Work order: The records below must be reproduced in full and without error.

• • •

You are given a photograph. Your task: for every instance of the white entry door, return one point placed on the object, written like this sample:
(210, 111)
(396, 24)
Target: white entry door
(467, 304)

• • •

Written solution:
You are given a photograph. Your task: for every instance of the white entry door, return one point placed on the object, written like this sample:
(210, 111)
(396, 24)
Target: white entry door
(467, 304)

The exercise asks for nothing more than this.